## WRITTEN EXERCISE
Count how many lines of the listing below contain the string "trunk". Give only that number.

[Entries from a point annotation set]
--- BEGIN ---

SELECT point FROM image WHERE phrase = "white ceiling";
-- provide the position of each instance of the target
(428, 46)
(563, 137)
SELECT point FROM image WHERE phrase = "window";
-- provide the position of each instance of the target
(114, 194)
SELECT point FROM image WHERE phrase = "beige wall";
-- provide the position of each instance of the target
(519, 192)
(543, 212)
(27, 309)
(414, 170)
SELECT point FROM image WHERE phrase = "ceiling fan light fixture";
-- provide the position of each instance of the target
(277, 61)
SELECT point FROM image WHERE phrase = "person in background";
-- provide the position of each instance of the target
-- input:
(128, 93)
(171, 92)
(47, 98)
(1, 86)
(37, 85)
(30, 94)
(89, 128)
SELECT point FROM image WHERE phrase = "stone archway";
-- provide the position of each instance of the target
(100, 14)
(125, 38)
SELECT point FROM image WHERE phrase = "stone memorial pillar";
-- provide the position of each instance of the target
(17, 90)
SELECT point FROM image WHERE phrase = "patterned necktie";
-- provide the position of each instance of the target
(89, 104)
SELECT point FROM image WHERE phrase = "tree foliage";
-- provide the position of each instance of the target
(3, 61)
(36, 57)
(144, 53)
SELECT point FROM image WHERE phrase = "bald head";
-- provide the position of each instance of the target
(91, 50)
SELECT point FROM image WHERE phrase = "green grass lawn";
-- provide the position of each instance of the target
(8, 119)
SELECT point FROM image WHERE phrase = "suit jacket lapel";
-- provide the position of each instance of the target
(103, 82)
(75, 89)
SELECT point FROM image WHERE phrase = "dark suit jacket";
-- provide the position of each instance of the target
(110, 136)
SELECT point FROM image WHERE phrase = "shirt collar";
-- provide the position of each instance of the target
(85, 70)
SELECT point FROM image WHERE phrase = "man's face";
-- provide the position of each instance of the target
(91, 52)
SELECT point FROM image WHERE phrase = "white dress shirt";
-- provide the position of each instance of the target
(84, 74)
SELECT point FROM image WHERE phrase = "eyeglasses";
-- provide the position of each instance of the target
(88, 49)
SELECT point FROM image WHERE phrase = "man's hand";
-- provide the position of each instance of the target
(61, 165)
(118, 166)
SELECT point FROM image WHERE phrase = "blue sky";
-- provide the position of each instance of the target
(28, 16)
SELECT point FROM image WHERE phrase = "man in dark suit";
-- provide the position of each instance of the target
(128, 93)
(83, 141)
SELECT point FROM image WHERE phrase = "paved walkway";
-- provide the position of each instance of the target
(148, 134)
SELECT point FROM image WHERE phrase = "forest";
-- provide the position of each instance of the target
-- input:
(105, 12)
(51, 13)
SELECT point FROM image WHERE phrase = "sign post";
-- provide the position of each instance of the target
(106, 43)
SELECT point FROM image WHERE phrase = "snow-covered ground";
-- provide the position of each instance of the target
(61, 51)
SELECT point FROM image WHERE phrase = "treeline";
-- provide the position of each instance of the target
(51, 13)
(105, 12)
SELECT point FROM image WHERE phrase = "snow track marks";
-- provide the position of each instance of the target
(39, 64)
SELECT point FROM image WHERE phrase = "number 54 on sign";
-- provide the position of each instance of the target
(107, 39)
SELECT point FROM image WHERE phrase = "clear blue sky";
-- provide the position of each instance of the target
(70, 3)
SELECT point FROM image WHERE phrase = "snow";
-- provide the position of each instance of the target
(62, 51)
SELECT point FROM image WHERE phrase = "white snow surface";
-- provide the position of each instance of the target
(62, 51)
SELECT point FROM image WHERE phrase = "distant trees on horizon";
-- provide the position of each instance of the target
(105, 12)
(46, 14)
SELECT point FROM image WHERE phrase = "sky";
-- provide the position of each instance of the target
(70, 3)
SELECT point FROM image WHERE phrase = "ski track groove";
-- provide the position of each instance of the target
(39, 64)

--- END ---
--- BEGIN ---

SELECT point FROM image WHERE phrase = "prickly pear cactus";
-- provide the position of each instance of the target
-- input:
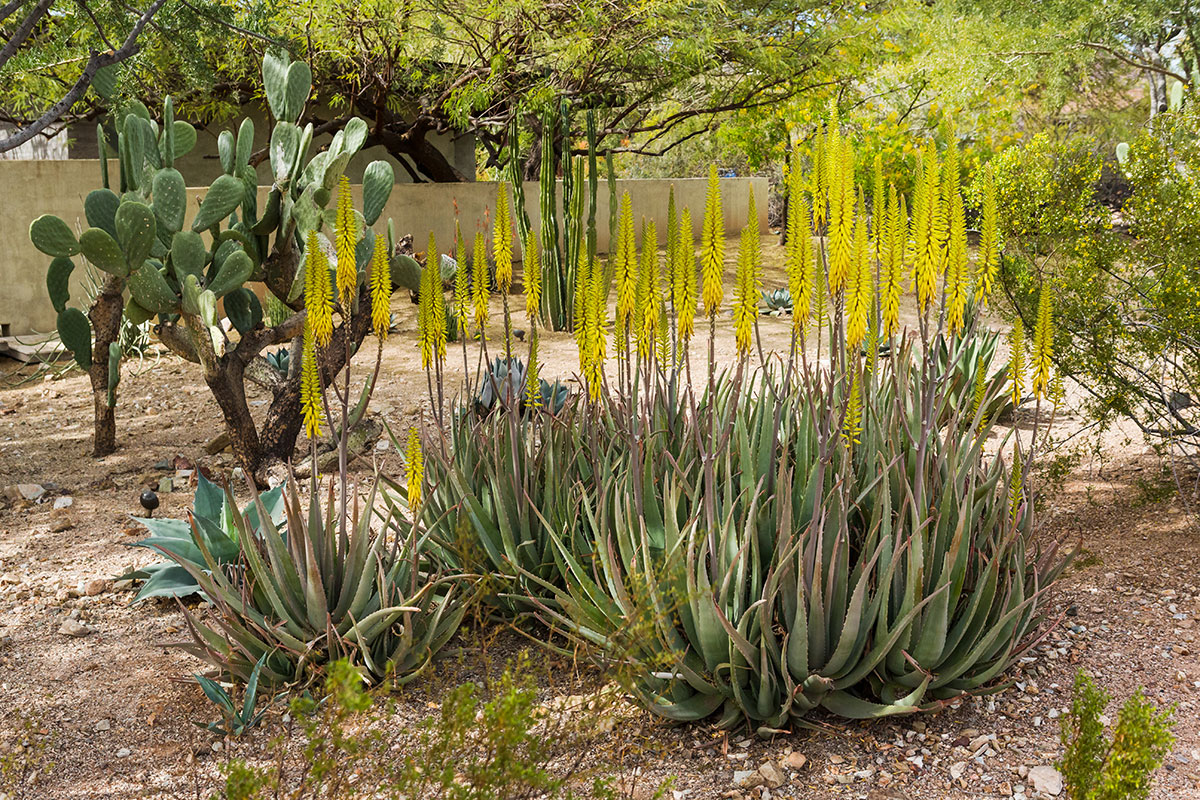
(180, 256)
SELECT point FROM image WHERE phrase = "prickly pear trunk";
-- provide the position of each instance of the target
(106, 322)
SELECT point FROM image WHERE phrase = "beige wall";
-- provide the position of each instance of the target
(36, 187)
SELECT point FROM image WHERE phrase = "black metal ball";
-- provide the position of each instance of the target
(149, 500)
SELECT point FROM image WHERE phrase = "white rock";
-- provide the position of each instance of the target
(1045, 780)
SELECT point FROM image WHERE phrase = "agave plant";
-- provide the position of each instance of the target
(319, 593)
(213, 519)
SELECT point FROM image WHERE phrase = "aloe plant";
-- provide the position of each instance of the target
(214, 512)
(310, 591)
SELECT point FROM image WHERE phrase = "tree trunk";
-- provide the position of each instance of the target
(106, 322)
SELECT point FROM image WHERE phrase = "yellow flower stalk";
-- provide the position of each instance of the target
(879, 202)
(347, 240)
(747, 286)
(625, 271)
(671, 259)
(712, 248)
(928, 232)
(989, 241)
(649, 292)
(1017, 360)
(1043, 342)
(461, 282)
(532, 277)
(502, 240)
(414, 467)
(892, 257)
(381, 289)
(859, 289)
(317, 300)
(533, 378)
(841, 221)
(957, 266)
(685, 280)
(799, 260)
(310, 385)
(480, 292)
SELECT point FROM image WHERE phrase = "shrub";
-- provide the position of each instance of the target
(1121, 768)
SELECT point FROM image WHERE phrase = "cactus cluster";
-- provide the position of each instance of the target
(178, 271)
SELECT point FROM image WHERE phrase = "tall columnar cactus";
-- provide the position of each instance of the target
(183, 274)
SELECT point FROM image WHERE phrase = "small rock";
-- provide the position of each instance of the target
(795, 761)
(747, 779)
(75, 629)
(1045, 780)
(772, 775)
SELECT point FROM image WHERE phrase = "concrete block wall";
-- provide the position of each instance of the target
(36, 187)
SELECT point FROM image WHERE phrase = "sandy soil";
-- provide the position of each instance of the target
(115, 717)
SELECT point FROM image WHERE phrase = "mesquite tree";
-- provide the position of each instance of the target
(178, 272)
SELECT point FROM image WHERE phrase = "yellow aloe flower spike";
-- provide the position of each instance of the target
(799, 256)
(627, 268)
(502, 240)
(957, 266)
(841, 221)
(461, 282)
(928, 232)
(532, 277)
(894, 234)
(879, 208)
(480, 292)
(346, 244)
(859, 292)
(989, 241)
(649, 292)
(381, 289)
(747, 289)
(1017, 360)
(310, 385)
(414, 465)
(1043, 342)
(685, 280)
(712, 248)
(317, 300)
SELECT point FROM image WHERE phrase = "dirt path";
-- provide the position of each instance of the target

--- END ---

## RESPONSE FOR THIS EXERCISE
2